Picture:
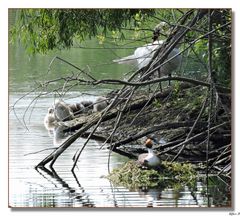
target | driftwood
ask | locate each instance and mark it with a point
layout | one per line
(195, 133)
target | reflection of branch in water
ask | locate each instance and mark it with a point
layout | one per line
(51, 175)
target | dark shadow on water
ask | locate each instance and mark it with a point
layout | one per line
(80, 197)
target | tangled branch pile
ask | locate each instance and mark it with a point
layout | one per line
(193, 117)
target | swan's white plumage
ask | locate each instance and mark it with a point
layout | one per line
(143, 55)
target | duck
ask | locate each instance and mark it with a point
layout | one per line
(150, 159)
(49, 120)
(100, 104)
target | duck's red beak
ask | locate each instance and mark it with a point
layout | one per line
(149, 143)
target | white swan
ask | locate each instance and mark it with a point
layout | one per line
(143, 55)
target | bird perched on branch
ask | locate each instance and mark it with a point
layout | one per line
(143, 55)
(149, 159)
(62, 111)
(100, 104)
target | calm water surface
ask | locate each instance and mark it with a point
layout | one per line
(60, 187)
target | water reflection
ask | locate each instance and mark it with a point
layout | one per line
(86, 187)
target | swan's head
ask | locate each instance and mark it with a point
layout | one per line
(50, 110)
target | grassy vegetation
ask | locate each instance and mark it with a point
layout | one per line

———

Copy all of the material above word for word, but leave out the pictures.

Picture:
target | driftwood
ask | locate each instance and mark it with a point
layout | one per line
(195, 133)
target | reflection of branch in water
ask | locate each instance and mark it with a point
layout | one per line
(51, 175)
target | dark shadow on water
ask | locate each instance and mark it with a point
layout | one per line
(80, 197)
target | tangled branch pile
ask | locate each instance and mark it with a point
layout | one per line
(193, 117)
target | swan's white plumage
ask | locate each instance and mark it with a point
layout | one per line
(143, 55)
target | duck
ask | locate each instance and mark it with a point
layout | one per line
(150, 159)
(49, 120)
(100, 104)
target | duck's red beak
ask | locate each instance and mark it with a point
layout | one per line
(149, 143)
target | white swan
ask | locate each instance and mark it with a point
layout | one per line
(143, 55)
target | bird perched on branch
ask | locate each instance and mark it with a point
layout | one per line
(143, 55)
(149, 159)
(62, 111)
(100, 104)
target | calm water surface
ask | locate each instance and mark it with a point
layout | one per line
(60, 187)
target | water reflection
ask | locate each instance and mark it with a point
layout | one per line
(86, 187)
target | swan's head
ask | locate each instance and mark it with a point
layout | one per line
(50, 110)
target | grassy vegetation
ask | locate each instance and mark it with a point
layout | one per line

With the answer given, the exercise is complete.